▶ Task:
Below are records; please set down exactly the lines from the first through the one containing "M434 134L391 195L412".

▶ Data for processing:
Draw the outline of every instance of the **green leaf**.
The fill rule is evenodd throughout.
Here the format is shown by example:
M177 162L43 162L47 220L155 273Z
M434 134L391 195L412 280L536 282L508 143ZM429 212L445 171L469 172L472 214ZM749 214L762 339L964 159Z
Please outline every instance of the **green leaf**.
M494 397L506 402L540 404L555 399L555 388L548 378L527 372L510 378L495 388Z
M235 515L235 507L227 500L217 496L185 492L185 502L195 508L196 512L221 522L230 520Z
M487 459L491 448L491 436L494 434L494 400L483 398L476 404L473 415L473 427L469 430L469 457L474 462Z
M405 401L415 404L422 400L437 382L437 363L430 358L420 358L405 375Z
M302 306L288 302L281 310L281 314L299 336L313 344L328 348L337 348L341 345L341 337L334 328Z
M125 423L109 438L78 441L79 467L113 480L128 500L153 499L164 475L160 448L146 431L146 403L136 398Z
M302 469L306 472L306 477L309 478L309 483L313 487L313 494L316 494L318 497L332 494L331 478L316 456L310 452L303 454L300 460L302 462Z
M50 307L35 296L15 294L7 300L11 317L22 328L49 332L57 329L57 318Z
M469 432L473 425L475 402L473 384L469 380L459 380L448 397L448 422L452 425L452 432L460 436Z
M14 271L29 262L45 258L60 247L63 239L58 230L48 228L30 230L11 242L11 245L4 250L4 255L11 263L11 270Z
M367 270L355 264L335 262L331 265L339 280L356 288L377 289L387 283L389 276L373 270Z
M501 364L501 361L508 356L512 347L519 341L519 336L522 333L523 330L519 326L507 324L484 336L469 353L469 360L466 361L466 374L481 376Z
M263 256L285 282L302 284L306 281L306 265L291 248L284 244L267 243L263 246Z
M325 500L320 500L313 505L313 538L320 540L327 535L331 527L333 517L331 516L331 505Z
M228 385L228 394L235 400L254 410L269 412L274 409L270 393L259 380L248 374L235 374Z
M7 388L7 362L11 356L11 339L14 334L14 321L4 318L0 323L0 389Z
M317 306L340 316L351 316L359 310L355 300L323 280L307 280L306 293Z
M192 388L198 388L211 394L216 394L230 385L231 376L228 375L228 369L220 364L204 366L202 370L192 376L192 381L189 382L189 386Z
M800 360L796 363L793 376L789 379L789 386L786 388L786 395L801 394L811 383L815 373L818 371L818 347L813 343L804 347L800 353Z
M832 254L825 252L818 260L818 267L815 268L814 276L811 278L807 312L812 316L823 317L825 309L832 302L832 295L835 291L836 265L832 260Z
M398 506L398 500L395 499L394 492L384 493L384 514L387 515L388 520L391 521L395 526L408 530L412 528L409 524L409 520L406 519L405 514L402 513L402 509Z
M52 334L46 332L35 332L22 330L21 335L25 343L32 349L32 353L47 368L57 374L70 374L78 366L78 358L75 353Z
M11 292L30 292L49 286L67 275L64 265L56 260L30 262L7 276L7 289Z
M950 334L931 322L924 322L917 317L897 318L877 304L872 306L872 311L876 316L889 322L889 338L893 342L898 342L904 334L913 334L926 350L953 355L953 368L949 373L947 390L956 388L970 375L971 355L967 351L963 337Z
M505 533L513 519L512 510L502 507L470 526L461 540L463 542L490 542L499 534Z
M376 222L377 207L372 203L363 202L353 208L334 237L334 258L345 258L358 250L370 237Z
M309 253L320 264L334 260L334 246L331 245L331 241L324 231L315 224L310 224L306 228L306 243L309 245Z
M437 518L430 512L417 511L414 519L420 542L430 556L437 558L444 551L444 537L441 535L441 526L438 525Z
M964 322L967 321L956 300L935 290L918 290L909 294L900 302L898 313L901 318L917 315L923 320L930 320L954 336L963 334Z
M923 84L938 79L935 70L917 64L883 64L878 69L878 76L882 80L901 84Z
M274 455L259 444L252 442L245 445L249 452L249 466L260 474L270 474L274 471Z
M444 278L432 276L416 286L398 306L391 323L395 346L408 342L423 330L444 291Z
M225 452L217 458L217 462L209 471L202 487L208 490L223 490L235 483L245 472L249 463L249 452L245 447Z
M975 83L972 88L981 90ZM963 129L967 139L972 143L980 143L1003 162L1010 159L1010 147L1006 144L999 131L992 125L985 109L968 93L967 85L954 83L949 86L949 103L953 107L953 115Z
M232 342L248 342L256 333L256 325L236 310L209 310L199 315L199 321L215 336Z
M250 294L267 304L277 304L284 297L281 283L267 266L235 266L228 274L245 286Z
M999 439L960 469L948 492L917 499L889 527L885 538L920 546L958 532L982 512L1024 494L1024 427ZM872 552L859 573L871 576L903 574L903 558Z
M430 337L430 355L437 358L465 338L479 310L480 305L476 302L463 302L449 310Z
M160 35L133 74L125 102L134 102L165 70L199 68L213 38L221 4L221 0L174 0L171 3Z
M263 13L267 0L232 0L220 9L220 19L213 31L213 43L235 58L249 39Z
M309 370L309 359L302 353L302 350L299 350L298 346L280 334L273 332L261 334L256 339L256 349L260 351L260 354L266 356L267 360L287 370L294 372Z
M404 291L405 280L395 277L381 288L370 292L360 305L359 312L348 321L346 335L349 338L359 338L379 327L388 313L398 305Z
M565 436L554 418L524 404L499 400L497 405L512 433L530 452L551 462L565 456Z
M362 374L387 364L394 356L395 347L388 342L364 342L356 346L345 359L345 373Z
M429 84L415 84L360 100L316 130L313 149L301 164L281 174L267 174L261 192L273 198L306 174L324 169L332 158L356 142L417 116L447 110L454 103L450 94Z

▶ Solution to this task:
Draw the outline of every instance of the **green leaf**.
The fill rule is evenodd throughout.
Here the format is shown by example:
M177 162L43 162L47 220L155 273Z
M434 134L391 195L412 280L536 282L508 143ZM429 212L445 171L469 172L472 214ZM749 214L762 339L964 159Z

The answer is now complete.